*** PAGE EXTRACT ***

Syphilis has been around for centuries and currently affects more than 100,000 Americans. It is spread through sexual contact, including intercourse, anal sex, oral sex, and kissing.
People often think of syphilis as an obsolete sexually transmitted disease (STD); it is, after all, famously referred to by William Blake in his poem “The Sick Rose,” which was composed in the late 1700s. The sad fact is, though, that syphilis has stood the test of time.
In fact, the Centers for Disease Control and Prevention recently reported a dramatic increase in the number of infants born with syphilis. This increase in infant syphilis is likely due to the fact that there has been a 38 percent increase in the number of female syphilis cases. (When a mother has syphilis, she can pass it on to her unborn infant.)
Syphilis begins with a small sore, which is called a chancre. The chancre will be located somewhere on your body, depending on the site of infection (anus, penis, vagina, mouth, etc.). Some people develop more than one chancre, while others exhibit only one. In some cases, the chancre isn’t even visible to the naked eye, as it might be hidden within the rectum or genitals, where the person cannot see it. And, in most cases, the chancre is not very painful and soon goes away. However, even though it disappears, this is not the end of syphilis. Instead, it is the harbinger of things to come; and the longer you wait to treat the syphilis, the worse it will be for you.
Once the sore heals (even if you don’t seek treatment, it will go away on its own), the second stage of syphilis begins, which causes flu-like symptoms such as fever or a sore throat. This stage is also accompanied by a full-body rash, which can spread from the bottom of your feet to the tips of your fingers. The length of this stage is unique to each individual. Some people experience these symptoms for a few weeks, while others might experience symptoms on and off for months.

*** End of PAGE EXTRACT ***
*** INFORMATION ***

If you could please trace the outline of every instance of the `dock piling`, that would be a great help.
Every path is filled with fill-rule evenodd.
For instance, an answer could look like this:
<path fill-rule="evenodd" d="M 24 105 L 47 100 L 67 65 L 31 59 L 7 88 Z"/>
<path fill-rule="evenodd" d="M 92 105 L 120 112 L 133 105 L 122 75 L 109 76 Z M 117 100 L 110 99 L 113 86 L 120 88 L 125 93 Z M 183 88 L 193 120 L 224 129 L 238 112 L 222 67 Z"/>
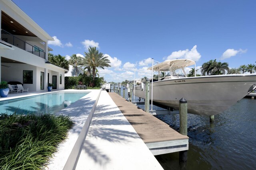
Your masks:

*** End of INFORMATION ***

● **WORK TO COMPLETE**:
**a.** How would you rewrite the paragraph of the syphilis article that begins "Syphilis begins with a small sore" as a list, keeping its main facts?
**b.** Do these statements agree with the syphilis article? For each, answer yes or no and quote the words from the article that decide it.
(i) Syphilis currently affects more than 100,000 Americans.
(ii) The chancre is usually very painful.
(iii) The second stage lasts the same length of time for everyone.
**c.** Could you carry on the syphilis article from where it stops?

● **EXPECTED OUTPUTS**:
**a.**
- Syphilis starts with a small sore called a chancre.
- The chancre appears at the site of infection, such as the anus, penis, vagina or mouth.
- Some people get more than one chancre, and others get only one.
- The chancre may be hidden inside the rectum or genitals, where the person can't see it.
- In most cases it isn't very painful and soon goes away.
- Its disappearance doesn't mean the syphilis is over. The longer treatment is delayed, the worse the disease becomes.

**b.**
(i) Yes: "currently affects more than 100,000 Americans"
(ii) No: "in most cases, the chancre is not very painful and soon goes away"
(iii) No: "The length of this stage is unique to each individual."

**c.**
If left untreated, syphilis progresses, moving onto the latent stage, in which symptoms disappear. This latent stage can last for years; however, this does not mean that you’re cured. In fact, after the latent stage ends, syphilis then moves into its most dangerous stage of all, the late stage, which can have fatal results. Not everyone moves into the late stage (only around 15 percent to 30 percent do), but those people can be faced with everything from blindness to death. Other threats include paralysis, dementia, and damage to organs like the liver, bones, eyes, and heart.
Clearly, syphilis is not an STD to be dealt with lightly, but the good news is, if you get tested and treated, syphilis can be easily cured. Condoms can help to protect you from contracting syphilis, as can other safer sex practices, and receiving regular STD testing from your doctor is a must. Remember, you are responsible for protecting your body and safeguarding yourself from STDs such as syphilis. If you don’t take these precautions to protect yourself, who will?